====== The input
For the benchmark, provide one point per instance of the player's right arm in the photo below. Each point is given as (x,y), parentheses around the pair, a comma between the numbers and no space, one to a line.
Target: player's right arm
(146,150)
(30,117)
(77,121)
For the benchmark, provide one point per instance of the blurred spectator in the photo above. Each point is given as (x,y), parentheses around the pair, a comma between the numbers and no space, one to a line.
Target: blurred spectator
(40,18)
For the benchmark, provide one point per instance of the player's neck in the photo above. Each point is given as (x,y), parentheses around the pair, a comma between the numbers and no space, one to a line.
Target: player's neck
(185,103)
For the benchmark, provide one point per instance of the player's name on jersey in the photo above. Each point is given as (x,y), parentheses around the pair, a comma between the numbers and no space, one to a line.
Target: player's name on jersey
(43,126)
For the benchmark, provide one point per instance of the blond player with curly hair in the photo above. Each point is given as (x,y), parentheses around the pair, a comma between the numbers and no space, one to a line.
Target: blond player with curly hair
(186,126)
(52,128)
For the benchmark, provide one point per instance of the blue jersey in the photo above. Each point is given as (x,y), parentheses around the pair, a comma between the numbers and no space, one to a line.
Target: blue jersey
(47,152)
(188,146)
============
====== The input
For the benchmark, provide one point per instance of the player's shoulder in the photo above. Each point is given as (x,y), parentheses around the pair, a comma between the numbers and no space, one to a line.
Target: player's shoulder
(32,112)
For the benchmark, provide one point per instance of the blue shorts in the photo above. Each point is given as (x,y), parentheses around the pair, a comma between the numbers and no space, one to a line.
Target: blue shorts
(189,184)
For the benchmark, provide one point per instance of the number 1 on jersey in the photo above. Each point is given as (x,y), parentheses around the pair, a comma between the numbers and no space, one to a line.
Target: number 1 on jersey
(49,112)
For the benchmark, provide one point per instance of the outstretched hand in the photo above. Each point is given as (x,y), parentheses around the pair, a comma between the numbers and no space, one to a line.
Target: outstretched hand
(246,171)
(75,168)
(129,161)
============
Determine how many lines of the records contain the string "blond", with uppercase and lowercase letters treated as distinct. State only the number.

▶ Exercise answer: 2